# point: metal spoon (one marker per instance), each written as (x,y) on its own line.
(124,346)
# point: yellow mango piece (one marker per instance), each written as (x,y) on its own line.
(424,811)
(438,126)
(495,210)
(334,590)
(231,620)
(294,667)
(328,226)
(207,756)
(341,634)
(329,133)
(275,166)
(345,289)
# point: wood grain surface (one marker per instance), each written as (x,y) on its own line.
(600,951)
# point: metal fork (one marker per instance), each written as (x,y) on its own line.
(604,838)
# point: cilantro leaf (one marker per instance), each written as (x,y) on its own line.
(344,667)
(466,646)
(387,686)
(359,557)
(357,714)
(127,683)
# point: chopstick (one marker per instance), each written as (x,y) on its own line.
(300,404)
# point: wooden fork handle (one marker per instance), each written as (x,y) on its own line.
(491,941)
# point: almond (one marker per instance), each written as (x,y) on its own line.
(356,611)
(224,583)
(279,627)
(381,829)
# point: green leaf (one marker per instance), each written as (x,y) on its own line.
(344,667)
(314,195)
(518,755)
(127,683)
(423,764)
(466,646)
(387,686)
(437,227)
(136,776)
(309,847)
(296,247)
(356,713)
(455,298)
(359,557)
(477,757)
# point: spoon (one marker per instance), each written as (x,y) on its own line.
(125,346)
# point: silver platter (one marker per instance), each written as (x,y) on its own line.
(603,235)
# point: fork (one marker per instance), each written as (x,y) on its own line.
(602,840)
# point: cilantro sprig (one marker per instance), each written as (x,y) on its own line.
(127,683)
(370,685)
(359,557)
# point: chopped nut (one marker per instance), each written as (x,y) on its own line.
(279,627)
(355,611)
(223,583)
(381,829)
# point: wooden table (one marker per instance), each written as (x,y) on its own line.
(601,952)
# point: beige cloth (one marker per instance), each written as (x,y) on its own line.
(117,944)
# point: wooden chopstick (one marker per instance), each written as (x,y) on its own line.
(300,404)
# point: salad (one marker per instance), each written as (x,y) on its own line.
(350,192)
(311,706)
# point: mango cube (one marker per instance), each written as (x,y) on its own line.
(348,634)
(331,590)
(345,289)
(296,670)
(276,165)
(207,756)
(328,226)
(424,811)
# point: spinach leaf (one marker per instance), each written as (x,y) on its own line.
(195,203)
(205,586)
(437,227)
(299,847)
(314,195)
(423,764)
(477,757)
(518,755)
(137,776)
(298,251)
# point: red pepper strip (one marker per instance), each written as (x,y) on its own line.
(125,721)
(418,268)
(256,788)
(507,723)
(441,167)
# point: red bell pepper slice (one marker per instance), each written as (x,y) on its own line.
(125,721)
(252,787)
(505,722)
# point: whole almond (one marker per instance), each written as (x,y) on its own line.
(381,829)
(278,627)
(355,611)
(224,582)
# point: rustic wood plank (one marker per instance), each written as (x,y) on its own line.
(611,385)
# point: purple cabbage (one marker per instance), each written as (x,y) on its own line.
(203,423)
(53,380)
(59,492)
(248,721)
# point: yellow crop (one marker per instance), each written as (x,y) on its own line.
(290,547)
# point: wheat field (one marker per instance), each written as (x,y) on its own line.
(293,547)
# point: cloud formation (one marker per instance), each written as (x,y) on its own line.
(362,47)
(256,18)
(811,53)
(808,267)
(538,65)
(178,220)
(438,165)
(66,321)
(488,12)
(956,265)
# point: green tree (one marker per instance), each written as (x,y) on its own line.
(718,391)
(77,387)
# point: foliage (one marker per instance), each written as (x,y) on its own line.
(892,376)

# # # #

Requirement - Could you lay out every line of the rows above as a Markdown table with the columns No. and Entry, numbering each line and leaving out blank ones?

Reply -
| No. | Entry |
|---|---|
| 1 | # point: metal spoon (one marker per instance), each written as (x,y) on its own line. |
| 2 | (124,346) |
| 3 | # point: yellow mango piece (one marker per instance), each written as (x,y) on its own line. |
| 4 | (424,811) |
| 5 | (438,126) |
| 6 | (495,210) |
| 7 | (334,590) |
| 8 | (231,620) |
| 9 | (294,667) |
| 10 | (328,226) |
| 11 | (207,756) |
| 12 | (341,634) |
| 13 | (329,133) |
| 14 | (275,166) |
| 15 | (345,289) |
| 16 | # point: wood grain surface (one marker per instance), each written as (x,y) on its own line. |
| 17 | (600,951) |
| 18 | # point: metal fork (one marker per instance), each written as (x,y) on its own line. |
| 19 | (604,838) |
| 20 | # point: cilantro leaf (one marker per instance), each written as (x,y) on its own line. |
| 21 | (344,667) |
| 22 | (466,646) |
| 23 | (387,686) |
| 24 | (359,557) |
| 25 | (357,714) |
| 26 | (127,683) |
| 27 | # point: chopstick (one marker per instance), each written as (x,y) on its own line. |
| 28 | (300,404) |
| 29 | # point: wooden fork handle (one marker per instance), each written as (x,y) on its own line. |
| 30 | (491,941) |
| 31 | # point: almond (one marker per instance), each written as (x,y) on its own line. |
| 32 | (356,611) |
| 33 | (224,583) |
| 34 | (279,627) |
| 35 | (381,829) |
| 36 | # point: green leaf (one marker per instance), each written as (x,y) on its own line. |
| 37 | (344,667) |
| 38 | (314,195) |
| 39 | (518,755) |
| 40 | (127,683) |
| 41 | (423,764) |
| 42 | (466,646) |
| 43 | (387,686) |
| 44 | (437,227) |
| 45 | (136,776) |
| 46 | (309,847) |
| 47 | (296,247) |
| 48 | (356,713) |
| 49 | (455,298) |
| 50 | (359,557) |
| 51 | (477,757) |
| 52 | # point: spoon (one marker per instance), each written as (x,y) on its own line. |
| 53 | (125,346) |
| 54 | # point: silver platter (one marker per instance), each written as (x,y) on its own line. |
| 55 | (603,235) |
| 56 | # point: fork (one marker per instance), each written as (x,y) on its own line. |
| 57 | (602,840) |
| 58 | # point: cilantro sprig (one marker per instance), each written as (x,y) on its own line. |
| 59 | (127,683) |
| 60 | (370,685) |
| 61 | (359,557) |
| 62 | # point: chopped nut (one marker per instance), each written as (x,y) on its own line. |
| 63 | (279,627) |
| 64 | (355,611) |
| 65 | (223,583) |
| 66 | (381,829) |
| 67 | # point: wooden table (one marker per instance), each written as (x,y) on its own line. |
| 68 | (601,952) |
| 69 | # point: beige cloth (one marker per instance), each written as (x,y) on its own line. |
| 70 | (117,944) |
| 71 | # point: wooden chopstick (one marker per instance), each written as (x,y) on its own line. |
| 72 | (300,404) |
| 73 | # point: salad (one marker per instance), each written as (x,y) on its own line. |
| 74 | (350,192) |
| 75 | (311,706) |
| 76 | # point: mango cube (one marker per instance), each written as (x,y) on its own line. |
| 77 | (348,634) |
| 78 | (331,590) |
| 79 | (345,289) |
| 80 | (296,670) |
| 81 | (276,165) |
| 82 | (207,756) |
| 83 | (328,226) |
| 84 | (424,811) |
| 85 | # point: spinach leaf (one marker per instance), each written as (x,y) on its own line. |
| 86 | (195,203) |
| 87 | (205,586) |
| 88 | (437,227) |
| 89 | (299,847) |
| 90 | (314,195) |
| 91 | (423,764) |
| 92 | (477,757) |
| 93 | (518,755) |
| 94 | (137,776) |
| 95 | (298,251) |
| 96 | # point: red pepper strip (one marker per instance), each written as (x,y) on its own line. |
| 97 | (125,721) |
| 98 | (418,268) |
| 99 | (256,788) |
| 100 | (507,723) |
| 101 | (441,167) |
| 102 | # point: red bell pepper slice (one marker per instance), each written as (x,y) on its own line. |
| 103 | (125,721) |
| 104 | (252,787) |
| 105 | (505,722) |
| 106 | # point: whole almond (one marker per instance), each written as (x,y) on its own line. |
| 107 | (381,829) |
| 108 | (278,627) |
| 109 | (355,611) |
| 110 | (224,582) |
| 111 | # point: rustic wood plank (one marker per instance), each written as (x,y) on its own line. |
| 112 | (611,385) |
| 113 | # point: purple cabbage (one marker per instance), each written as (x,y) on its own line. |
| 114 | (203,423) |
| 115 | (53,380) |
| 116 | (59,492) |
| 117 | (248,721) |
| 118 | # point: yellow crop (one marker per instance), each written as (x,y) on its own line. |
| 119 | (290,547) |
| 120 | # point: wheat field (one marker per instance), each written as (x,y) on its own line. |
| 121 | (293,547) |
| 122 | # point: cloud formation (one marker per instance), each written as (x,y) on its own line. |
| 123 | (362,47) |
| 124 | (256,18) |
| 125 | (811,53) |
| 126 | (808,267) |
| 127 | (538,65) |
| 128 | (178,220) |
| 129 | (438,165) |
| 130 | (66,321) |
| 131 | (488,12) |
| 132 | (956,265) |
| 133 | # point: green tree (one marker per instance), each written as (x,y) on its own line. |
| 134 | (718,391) |
| 135 | (77,387) |
| 136 | # point: foliage (one marker per instance), each written as (x,y) on its own line. |
| 137 | (892,376) |